• [Required action]
Your copy should match the records exactly, apart from the pictures, which stay out.

Data items
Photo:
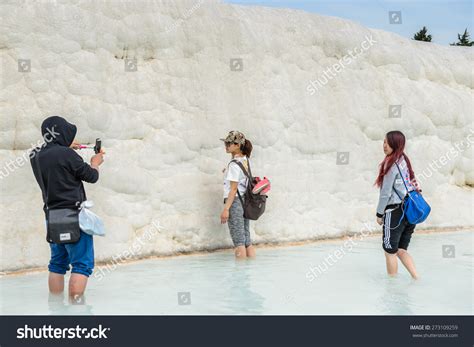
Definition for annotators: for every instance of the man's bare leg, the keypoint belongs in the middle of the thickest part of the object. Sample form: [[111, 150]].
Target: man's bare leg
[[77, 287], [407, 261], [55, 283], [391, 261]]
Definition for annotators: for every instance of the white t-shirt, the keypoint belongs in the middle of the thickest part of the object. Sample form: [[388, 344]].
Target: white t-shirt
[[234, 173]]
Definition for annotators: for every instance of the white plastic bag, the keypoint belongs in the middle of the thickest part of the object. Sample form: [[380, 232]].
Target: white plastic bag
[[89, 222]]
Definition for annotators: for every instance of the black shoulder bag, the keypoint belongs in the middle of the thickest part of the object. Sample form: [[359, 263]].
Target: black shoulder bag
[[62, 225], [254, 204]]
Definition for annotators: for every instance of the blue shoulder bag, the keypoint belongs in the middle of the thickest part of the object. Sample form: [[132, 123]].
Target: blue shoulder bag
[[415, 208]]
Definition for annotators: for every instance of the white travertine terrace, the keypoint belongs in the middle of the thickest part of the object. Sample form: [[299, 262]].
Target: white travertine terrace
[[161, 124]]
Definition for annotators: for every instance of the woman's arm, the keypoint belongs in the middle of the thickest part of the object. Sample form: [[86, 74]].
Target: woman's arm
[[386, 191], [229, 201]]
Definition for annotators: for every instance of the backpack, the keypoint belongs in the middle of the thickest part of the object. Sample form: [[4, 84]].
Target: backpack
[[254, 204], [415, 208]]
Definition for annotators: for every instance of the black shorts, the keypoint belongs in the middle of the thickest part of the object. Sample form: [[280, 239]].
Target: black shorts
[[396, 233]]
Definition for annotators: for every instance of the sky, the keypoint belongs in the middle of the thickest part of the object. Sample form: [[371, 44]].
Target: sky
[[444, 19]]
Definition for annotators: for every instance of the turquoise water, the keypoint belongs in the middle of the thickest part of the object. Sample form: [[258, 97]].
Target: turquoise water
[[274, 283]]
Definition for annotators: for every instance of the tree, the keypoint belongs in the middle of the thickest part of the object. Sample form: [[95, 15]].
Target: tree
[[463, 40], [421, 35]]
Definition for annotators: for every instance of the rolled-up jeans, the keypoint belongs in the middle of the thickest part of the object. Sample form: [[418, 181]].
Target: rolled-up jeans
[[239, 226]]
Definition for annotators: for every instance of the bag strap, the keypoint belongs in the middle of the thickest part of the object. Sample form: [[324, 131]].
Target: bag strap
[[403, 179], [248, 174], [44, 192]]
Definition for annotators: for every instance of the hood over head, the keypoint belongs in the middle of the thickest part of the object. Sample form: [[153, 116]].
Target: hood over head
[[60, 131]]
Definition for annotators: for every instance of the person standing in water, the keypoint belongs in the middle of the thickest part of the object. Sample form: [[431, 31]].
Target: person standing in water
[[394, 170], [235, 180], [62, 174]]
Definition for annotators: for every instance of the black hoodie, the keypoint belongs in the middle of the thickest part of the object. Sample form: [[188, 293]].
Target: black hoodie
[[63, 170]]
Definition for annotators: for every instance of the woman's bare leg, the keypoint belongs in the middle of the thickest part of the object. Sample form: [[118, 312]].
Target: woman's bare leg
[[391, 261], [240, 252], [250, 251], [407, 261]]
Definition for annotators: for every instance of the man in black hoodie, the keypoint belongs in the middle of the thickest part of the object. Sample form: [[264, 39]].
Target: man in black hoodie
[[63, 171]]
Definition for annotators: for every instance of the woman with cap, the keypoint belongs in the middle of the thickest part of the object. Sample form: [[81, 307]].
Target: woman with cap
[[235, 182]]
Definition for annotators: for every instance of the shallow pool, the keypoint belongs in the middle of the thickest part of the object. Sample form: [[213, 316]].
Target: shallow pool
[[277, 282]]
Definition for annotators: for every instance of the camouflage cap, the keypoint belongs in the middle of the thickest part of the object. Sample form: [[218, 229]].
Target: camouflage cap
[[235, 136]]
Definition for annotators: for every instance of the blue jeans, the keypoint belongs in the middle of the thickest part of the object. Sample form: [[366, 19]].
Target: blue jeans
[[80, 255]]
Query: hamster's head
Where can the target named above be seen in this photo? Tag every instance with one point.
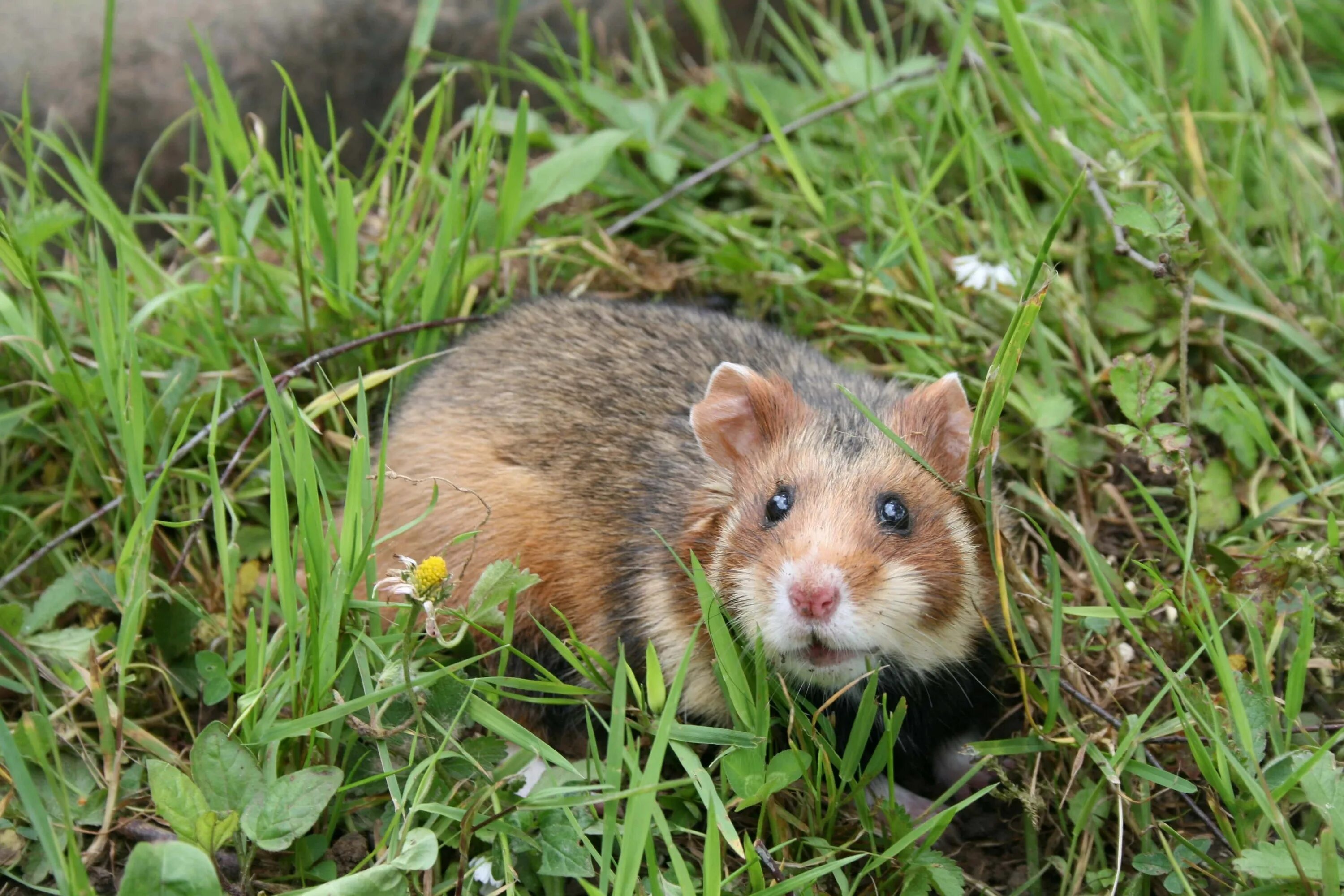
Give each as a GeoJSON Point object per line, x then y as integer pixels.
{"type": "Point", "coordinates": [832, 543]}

• [Written response]
Photo:
Definition for annotators: for every instance of the man's bare leg, the keypoint belongs in the middle of the thickest part of the object. Sample form: [[111, 150]].
Target: man's bare leg
[[77, 287], [407, 261], [55, 283], [391, 261]]
Definition for annotators: for every instance of the white t-shirt, the keypoint belongs in the middle of the thickest part of the object. Sample form: [[388, 344]].
Target: white t-shirt
[[234, 173]]
Definition for annotators: for every instance of the white plastic bag, the keypoint belongs in the middle of the thickest part of the object. Sample form: [[380, 232]].
Target: white plastic bag
[[89, 222]]
Definition for annotators: for every instance of the black shoulder bag, the keypoint belongs in the middle of the thickest part of the object. Sample form: [[359, 263]].
Target: black shoulder bag
[[62, 225], [254, 204]]
Definition for annotators: for every instance of the blue shoulder bag, the keypoint belongs in the middle of the thickest part of the object. Sample form: [[132, 123]].
Target: blue shoulder bag
[[415, 208]]
Definition for annotators: for every instance of the white travertine terrace, the keypoint belongs in the middle of the thickest part of the object. Sample form: [[299, 262]].
Target: white travertine terrace
[[161, 124]]
Definition for annotators: for every instance of the woman's arm, the keypoint belongs in the middle of the thickest part of the object. Sample form: [[86, 74]].
Target: woman's arm
[[386, 191], [229, 201]]
Definition for annotators: for every instance of the backpack, the keypoint belongs in the middle of the thickest part of the object. Sample form: [[4, 84]].
Target: backpack
[[254, 204], [415, 208]]
Definition for annotators: for every instance of the black shorts, the keypoint belongs in the middle of the thickest part of the object. Sample form: [[280, 239]].
Target: black shorts
[[396, 233]]
Definition for annotators: for every instance of the sky, the keypoint belongs in the middle of the thickest part of the object. Sample form: [[371, 44]].
Target: sky
[[444, 19]]
Definition for annotators: for every instance of the turquoise water, the keypoint belongs in the middle of the thickest part of the object. Sample form: [[258, 97]].
Target: turquoise water
[[274, 283]]
Definition for annotators: for every instance of the tree, the keypoint belongs in the middle of the thickest part of the object. Sample form: [[95, 15]].
Target: tree
[[463, 40], [421, 35]]
Definition for annotators: for every instance of the rolled-up jeans, the keypoint belongs in the middle of the thickest part of the object. Sample form: [[418, 181]].
Target: rolled-up jeans
[[239, 226]]
Definition for annotators: for every instance of the bag strap, the keypoint belongs in the middle of the thickest part of the object. Sample form: [[324, 131]].
Target: bag strap
[[403, 179], [248, 174], [44, 192]]
Definition for annotators: for every instance of the hood over head, the keypoint belongs in the middle of the thickest part of the object. Sample form: [[153, 116]].
Target: hood over head
[[60, 131]]
Definition for annotators: for every instance of the person standing in water, the keypoint belongs in the middle of the thickest part of the object. Sample form: [[431, 31]].
Target: person standing in water
[[394, 170], [235, 180], [62, 174]]
Definition for annotators: for every instance of the black hoodie, the keypoint belongs in the middle of the thickest part of the object. Sample form: [[188, 293]].
Target: black hoodie
[[63, 170]]
Definition for annotators: for every instance of the woman's bare leg, the keypoint belongs in the middle of the thickest part of the object. Sample form: [[118, 312]].
Target: woman's bare leg
[[391, 261], [240, 252], [250, 251], [407, 261]]
Definition for annotators: for every instance of the man in black hoodie, the keypoint belongs in the middle of the thickest part of the object. Sample form: [[264, 39]].
Target: man in black hoodie
[[63, 171]]
Definition for annotators: for every instance of the woman with cap, the keypoint belongs in the middle of the thickest part of the object. Sample form: [[81, 307]].
Target: woman with cap
[[235, 182]]
Definition for annotators: for every instance of the shallow pool, the keypoint belongs in the middle of the thickest part of the object. Sample form: [[213, 316]].
Target: shallow pool
[[277, 282]]
Definition for annotators: for every instance of the camouflage cap, the keypoint belongs in the middle of the thickest part of the object. Sample form: [[218, 229]].
Target: camouflage cap
[[235, 136]]
Definition for annotators: for every instance of the blue jeans, the keypoint belongs in the middle of the thickest part of the object. Sample form: [[366, 19]].
Target: blue jeans
[[80, 255]]
Query: hamster's head
Where can the target named above be seen in this photo? Tag every instance with one point.
Give each as a GeoJSON Point object per line, x then y as integer pixels.
{"type": "Point", "coordinates": [832, 543]}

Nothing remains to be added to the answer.